→ **Exercise prompt**
Your task is to transcribe the data in full.

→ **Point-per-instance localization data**
-----
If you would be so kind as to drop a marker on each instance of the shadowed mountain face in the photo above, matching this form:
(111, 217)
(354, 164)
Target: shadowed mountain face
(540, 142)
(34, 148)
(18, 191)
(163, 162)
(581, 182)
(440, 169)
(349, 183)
-----
→ **Answer to this problem**
If you would be so kind as to drop a marker on each instance of the shadowed mountain face in the photo above, matching this form:
(111, 217)
(354, 164)
Target: shadowed mountain face
(540, 142)
(34, 148)
(18, 191)
(163, 162)
(581, 182)
(440, 169)
(349, 183)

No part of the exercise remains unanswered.